**Exercise**: Rewrite the material from the line holding "cumulus cloud on this basis." through the line holding "(1174, 356)", inclusive, changing "distant hill" to "faraway hill" and leaving everything else unchanged.

**Material provided**:
-- begin --

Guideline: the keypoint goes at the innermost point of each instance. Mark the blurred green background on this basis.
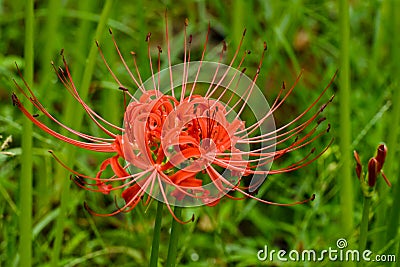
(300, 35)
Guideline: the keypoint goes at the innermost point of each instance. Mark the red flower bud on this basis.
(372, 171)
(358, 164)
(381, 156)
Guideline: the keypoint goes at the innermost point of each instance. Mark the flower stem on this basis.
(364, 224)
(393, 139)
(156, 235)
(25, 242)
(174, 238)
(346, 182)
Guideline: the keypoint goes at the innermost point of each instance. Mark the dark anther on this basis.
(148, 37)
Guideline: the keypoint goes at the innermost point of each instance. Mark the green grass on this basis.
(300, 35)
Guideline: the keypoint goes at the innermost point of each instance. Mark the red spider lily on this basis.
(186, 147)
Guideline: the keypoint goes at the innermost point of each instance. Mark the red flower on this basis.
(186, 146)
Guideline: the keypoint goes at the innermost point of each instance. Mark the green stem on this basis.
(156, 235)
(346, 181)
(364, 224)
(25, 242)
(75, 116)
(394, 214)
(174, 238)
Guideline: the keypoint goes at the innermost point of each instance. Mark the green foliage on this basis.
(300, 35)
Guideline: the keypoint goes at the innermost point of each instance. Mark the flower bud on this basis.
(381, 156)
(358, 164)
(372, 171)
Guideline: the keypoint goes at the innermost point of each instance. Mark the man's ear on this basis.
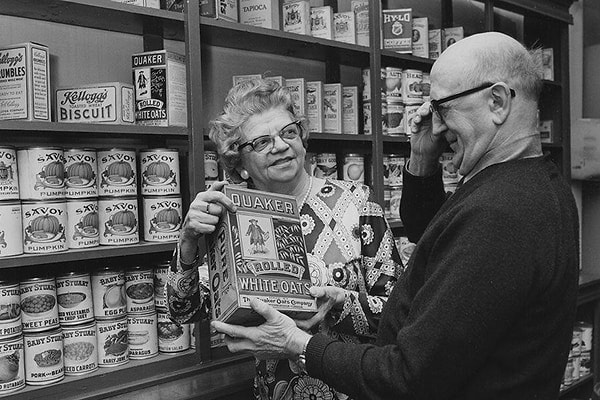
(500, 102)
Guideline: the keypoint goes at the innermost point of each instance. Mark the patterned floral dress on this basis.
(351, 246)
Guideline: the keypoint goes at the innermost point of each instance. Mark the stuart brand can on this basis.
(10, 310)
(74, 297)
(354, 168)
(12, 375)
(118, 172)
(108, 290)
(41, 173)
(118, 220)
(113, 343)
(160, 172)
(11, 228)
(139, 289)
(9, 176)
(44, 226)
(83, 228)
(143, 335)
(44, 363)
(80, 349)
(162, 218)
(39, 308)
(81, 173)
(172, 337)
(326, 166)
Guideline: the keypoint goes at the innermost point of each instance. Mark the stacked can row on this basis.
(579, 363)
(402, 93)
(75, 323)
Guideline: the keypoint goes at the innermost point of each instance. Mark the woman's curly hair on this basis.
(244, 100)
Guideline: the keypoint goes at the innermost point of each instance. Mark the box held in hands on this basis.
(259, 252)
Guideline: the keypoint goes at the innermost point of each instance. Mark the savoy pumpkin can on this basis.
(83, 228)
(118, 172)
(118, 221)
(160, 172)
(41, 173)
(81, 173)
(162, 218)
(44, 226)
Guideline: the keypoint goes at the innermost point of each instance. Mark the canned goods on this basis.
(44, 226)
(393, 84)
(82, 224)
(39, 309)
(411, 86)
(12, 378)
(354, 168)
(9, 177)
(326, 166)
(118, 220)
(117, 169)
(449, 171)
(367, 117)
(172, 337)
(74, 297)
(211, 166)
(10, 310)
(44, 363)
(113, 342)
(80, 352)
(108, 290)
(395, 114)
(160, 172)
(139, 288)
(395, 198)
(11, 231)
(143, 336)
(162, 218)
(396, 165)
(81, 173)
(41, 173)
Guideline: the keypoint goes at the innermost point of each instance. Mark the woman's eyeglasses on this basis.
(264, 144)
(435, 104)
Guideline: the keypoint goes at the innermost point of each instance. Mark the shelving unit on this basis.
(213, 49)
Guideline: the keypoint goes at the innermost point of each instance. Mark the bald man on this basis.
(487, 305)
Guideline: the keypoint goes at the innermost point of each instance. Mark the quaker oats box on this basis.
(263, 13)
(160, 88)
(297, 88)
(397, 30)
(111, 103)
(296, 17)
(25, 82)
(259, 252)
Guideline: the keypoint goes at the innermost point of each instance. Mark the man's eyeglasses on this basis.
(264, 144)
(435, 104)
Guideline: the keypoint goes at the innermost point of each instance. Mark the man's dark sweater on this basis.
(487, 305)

-- end --
-- begin --

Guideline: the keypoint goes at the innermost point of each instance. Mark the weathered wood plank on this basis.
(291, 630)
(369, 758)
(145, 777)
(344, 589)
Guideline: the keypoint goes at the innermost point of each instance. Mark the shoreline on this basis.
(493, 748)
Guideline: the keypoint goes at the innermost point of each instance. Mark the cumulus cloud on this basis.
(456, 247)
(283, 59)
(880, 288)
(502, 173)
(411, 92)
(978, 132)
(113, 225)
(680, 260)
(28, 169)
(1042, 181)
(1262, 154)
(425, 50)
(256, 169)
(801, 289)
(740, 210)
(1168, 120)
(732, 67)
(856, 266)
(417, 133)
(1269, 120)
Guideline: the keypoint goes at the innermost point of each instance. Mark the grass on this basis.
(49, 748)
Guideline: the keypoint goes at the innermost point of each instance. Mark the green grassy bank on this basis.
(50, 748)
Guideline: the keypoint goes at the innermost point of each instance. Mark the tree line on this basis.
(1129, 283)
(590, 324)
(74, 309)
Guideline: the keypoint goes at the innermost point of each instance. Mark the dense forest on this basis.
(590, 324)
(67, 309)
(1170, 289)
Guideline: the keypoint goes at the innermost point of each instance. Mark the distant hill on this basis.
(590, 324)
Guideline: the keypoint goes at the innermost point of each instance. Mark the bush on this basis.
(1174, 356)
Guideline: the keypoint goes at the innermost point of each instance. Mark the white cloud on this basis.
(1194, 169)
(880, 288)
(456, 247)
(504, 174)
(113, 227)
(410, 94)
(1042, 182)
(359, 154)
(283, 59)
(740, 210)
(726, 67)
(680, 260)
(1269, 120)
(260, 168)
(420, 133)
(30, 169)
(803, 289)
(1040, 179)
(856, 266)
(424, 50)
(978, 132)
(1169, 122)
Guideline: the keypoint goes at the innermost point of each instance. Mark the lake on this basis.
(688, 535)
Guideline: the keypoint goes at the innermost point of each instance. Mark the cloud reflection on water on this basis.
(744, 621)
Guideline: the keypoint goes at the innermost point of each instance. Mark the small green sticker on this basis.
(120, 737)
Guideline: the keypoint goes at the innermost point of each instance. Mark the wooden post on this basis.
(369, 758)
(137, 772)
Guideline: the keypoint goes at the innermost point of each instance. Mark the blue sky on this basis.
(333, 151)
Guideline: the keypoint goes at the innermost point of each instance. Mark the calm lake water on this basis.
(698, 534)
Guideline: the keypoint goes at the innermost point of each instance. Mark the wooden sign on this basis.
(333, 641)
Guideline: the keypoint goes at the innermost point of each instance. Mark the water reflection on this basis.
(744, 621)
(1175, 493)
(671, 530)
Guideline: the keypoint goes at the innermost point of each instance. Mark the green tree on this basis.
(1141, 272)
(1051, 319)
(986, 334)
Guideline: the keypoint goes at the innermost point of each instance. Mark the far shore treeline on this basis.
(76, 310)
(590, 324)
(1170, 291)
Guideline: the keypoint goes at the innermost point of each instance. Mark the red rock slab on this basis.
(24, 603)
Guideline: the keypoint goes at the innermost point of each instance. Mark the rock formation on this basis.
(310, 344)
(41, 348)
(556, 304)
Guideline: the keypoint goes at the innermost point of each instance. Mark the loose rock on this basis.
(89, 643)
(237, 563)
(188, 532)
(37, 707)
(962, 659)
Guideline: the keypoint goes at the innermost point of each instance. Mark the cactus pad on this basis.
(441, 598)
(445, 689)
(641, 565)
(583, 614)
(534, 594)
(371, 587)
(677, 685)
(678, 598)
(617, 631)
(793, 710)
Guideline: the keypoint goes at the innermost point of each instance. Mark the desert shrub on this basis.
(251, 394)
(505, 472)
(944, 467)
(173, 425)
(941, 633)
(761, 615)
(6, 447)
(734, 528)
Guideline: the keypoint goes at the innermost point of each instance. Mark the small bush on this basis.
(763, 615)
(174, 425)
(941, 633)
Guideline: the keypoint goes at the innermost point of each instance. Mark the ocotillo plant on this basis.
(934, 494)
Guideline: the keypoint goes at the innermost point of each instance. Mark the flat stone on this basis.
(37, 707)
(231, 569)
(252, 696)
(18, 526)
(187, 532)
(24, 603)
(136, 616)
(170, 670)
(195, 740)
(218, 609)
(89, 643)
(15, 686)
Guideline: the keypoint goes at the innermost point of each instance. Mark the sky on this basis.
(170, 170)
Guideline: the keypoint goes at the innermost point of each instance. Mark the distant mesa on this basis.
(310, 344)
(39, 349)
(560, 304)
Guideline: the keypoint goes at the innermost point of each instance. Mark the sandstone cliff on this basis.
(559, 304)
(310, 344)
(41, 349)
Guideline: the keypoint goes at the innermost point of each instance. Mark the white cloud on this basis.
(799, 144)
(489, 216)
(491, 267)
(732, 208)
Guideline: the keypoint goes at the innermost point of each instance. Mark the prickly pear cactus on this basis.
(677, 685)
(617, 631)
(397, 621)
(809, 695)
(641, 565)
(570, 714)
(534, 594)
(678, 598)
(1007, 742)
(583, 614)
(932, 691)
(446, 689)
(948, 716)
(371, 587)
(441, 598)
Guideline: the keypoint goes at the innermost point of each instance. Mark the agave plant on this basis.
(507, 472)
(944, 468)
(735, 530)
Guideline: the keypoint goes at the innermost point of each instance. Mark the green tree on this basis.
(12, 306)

-- end --
-- begin --

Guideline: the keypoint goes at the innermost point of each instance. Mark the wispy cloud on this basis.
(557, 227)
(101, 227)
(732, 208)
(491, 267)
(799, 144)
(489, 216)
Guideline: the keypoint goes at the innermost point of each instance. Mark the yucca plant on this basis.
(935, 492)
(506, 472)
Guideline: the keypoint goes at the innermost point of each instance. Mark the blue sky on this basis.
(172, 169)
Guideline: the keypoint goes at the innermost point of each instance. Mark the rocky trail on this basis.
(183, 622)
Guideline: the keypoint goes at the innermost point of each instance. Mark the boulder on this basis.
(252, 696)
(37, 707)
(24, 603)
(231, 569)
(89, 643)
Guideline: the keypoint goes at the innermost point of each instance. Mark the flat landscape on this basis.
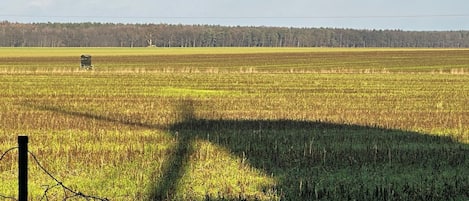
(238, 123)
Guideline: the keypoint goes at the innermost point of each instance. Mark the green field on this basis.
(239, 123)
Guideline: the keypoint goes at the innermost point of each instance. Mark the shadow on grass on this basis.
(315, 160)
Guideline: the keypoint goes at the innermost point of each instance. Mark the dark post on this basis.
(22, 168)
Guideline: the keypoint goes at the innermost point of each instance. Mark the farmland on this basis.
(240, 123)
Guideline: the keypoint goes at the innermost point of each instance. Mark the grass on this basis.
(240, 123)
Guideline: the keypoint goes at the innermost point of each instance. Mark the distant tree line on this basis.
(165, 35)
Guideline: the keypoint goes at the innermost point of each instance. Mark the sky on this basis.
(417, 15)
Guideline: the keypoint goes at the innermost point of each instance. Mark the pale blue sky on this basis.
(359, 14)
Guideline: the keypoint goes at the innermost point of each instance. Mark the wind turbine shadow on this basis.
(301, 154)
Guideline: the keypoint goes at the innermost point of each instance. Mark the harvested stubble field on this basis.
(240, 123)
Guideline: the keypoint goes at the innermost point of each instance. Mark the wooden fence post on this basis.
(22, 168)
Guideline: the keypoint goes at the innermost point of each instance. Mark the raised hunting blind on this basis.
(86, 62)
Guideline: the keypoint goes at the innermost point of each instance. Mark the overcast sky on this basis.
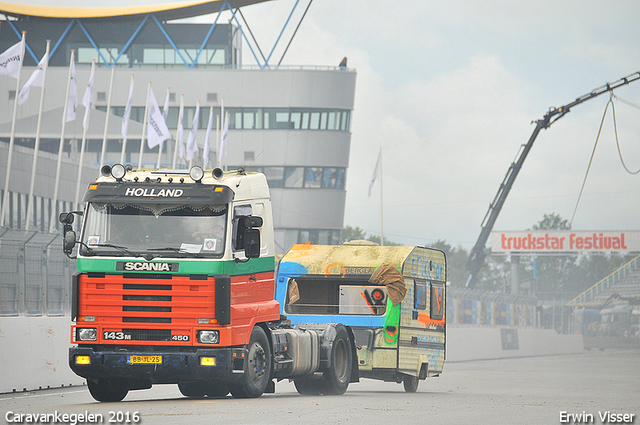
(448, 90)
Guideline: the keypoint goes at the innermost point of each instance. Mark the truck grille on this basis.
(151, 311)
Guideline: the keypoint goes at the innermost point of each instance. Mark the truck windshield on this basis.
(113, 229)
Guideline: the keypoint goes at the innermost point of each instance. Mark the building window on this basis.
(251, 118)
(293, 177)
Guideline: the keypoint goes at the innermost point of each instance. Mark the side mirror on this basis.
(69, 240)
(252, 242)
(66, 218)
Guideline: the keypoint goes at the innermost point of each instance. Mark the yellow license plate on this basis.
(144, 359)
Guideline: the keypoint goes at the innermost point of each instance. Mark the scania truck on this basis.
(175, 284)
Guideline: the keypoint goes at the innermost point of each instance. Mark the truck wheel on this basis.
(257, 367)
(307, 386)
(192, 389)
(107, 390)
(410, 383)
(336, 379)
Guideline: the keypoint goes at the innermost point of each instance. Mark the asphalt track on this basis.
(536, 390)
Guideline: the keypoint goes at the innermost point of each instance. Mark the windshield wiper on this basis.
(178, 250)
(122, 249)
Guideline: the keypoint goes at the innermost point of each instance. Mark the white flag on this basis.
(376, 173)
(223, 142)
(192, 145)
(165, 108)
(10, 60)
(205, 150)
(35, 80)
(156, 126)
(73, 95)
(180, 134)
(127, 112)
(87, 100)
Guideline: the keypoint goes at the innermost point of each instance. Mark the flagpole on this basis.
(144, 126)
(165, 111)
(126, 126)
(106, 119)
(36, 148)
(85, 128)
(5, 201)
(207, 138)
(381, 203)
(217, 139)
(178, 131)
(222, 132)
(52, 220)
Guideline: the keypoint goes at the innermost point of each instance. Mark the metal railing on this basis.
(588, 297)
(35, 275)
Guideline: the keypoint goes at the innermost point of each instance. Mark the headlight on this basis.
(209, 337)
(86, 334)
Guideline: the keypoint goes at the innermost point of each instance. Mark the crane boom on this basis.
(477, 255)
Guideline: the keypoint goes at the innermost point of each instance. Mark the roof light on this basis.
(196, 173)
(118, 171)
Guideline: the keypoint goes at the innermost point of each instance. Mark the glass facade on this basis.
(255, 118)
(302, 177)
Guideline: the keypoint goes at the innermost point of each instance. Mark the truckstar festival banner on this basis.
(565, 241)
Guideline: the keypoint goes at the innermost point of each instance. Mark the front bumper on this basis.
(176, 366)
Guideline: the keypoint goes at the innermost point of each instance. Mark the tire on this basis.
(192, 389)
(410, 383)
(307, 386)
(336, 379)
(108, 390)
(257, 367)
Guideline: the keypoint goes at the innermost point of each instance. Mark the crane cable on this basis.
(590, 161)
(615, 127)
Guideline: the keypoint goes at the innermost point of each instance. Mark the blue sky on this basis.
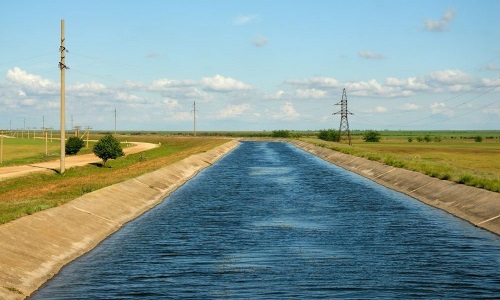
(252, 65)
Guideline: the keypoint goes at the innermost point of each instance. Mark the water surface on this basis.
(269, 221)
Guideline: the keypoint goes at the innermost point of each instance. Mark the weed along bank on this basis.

-- end --

**Exercise response**:
Guideline: the keypoint goes at the innermost point of each instance. Mark the cumulus cloud on this basis.
(456, 247)
(283, 59)
(880, 288)
(502, 173)
(411, 92)
(978, 132)
(113, 225)
(680, 260)
(28, 169)
(1042, 181)
(1262, 154)
(425, 50)
(256, 169)
(801, 289)
(740, 210)
(1168, 120)
(732, 67)
(856, 266)
(417, 133)
(1269, 120)
Guideline: the keypoint goes at the innermost point of each instance. Mark the grass on this basis.
(49, 748)
Guideline: the keypoint goes at the innermost point of each instance. Mark the green grassy bank on this basis.
(50, 748)
Guideline: the keypoint goes at the innermost point of each instance. Mark the tree line on this basis.
(1129, 283)
(590, 324)
(74, 309)
Guideline: the keypoint goes at the innermost point of each instance. Mark the dense forest on this basis.
(590, 324)
(67, 309)
(1170, 289)
Guideline: the keypoint goes at the innermost point of each instance. Mark the faraway hill on this basis.
(590, 324)
Guideline: the keypoint goes at the innermost point of each instance. Mark the bush on this basis.
(1174, 356)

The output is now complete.